> _Problem statement_
Only one stretch of the data below is wanted: the lines from the one with "The task in" through the one with "negative clicks: (442, 308) (412, 333)", repeated exactly.
**** Data for the task
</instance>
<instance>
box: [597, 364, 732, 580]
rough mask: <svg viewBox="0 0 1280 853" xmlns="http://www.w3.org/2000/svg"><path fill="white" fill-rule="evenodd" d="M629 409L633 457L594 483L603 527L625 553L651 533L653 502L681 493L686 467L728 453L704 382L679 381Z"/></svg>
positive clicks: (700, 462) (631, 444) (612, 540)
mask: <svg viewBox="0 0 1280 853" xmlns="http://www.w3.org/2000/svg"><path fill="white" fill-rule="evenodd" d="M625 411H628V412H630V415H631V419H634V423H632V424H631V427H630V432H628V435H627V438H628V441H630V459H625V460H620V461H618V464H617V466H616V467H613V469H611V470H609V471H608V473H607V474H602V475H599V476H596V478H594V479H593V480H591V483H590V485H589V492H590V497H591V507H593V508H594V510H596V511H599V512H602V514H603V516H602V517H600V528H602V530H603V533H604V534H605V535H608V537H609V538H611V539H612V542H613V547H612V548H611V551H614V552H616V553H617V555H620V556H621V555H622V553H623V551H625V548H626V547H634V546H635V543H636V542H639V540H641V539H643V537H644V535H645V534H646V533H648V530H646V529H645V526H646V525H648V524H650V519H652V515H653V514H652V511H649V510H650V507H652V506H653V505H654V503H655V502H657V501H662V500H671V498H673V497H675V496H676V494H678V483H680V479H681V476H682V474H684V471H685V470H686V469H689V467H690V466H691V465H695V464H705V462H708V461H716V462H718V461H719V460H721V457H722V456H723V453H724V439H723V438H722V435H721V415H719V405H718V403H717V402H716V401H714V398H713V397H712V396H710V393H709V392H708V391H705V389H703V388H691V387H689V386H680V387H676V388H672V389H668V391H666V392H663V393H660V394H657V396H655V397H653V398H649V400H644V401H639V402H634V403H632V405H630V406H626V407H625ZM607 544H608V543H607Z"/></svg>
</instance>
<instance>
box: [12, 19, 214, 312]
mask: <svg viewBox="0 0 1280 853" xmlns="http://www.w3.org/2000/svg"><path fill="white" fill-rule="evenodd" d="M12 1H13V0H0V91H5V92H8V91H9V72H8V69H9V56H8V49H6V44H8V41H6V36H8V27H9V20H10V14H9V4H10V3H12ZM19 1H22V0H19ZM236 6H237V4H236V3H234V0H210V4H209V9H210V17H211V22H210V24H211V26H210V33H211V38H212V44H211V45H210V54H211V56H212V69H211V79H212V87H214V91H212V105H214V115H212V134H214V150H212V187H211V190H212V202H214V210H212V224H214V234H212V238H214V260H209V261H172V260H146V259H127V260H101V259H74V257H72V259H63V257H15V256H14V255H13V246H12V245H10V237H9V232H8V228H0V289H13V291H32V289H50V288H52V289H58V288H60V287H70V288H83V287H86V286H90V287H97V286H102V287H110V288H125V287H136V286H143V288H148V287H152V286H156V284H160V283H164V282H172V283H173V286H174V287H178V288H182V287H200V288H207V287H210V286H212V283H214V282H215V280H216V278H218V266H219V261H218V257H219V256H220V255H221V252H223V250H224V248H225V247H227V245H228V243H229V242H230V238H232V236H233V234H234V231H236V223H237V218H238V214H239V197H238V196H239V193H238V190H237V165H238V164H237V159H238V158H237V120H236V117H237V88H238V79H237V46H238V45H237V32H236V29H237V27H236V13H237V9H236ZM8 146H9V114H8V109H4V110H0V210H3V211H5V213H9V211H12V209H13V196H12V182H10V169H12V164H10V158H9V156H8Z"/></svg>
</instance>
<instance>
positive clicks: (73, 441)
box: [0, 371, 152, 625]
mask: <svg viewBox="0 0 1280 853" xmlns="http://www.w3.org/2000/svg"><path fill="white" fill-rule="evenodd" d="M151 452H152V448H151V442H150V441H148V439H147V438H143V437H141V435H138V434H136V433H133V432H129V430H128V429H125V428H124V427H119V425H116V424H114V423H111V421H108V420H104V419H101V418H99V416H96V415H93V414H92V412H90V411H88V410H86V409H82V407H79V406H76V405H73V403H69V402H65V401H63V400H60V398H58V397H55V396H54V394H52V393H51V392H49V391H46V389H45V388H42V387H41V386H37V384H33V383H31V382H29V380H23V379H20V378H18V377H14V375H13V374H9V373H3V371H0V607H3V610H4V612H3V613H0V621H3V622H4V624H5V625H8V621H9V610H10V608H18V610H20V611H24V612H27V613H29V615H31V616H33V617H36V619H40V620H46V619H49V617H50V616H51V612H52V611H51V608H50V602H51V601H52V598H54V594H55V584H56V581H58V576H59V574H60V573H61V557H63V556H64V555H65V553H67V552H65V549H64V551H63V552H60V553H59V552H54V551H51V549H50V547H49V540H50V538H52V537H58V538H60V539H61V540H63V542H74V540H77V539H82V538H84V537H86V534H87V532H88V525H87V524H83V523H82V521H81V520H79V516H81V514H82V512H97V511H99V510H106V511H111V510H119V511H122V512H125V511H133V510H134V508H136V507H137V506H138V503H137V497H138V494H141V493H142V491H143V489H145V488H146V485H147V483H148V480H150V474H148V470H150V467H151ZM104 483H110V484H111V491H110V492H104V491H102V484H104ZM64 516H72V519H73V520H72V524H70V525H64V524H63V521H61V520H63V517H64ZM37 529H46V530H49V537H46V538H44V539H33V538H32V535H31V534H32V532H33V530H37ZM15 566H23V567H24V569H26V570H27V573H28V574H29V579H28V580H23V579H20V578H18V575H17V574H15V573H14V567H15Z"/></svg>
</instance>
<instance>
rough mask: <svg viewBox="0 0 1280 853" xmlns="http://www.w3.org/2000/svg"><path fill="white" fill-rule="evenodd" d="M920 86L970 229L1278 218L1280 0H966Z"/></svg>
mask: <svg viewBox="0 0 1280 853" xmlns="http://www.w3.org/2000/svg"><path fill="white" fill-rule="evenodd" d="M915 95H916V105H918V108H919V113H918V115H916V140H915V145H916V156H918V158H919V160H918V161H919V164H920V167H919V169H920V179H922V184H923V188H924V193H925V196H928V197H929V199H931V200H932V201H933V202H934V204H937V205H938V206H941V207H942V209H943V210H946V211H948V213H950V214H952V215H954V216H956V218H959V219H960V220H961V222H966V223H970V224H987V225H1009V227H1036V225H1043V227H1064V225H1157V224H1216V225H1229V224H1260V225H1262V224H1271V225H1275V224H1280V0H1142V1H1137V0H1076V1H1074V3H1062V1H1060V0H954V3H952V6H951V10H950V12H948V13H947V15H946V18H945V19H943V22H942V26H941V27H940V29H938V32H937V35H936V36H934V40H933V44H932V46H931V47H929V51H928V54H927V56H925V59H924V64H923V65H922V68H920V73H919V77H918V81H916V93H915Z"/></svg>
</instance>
********
**** Data for the task
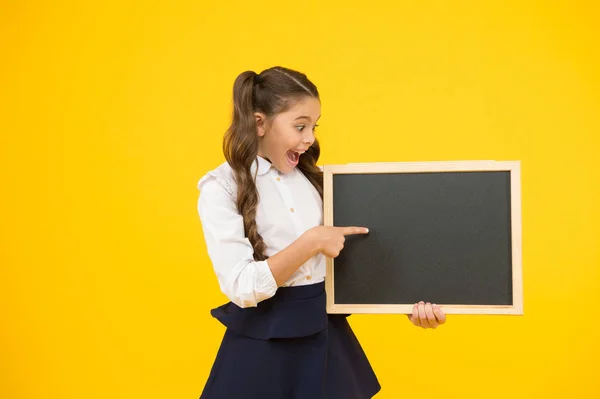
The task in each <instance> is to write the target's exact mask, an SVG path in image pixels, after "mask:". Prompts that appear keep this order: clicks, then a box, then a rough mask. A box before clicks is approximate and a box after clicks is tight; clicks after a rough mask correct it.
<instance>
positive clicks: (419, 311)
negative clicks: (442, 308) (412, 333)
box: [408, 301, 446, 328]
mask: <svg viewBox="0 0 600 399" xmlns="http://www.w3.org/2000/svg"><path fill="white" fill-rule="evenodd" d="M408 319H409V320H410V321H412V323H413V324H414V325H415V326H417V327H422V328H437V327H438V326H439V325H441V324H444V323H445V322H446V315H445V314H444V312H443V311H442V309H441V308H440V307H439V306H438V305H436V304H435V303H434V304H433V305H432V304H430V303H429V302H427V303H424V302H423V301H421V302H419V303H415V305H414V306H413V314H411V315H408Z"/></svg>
********
> _Result of this task_
The task in each <instance> is to write the target's exact mask, an SVG path in image pixels, after "mask:". Prompts that appear keep this order: clicks, then a box, then a rough mask. A box before clicks is approximate and a box after clicks is tight; clicks after a rough mask correct it.
<instance>
positive clicks: (419, 311)
negative clicks: (442, 308) (412, 333)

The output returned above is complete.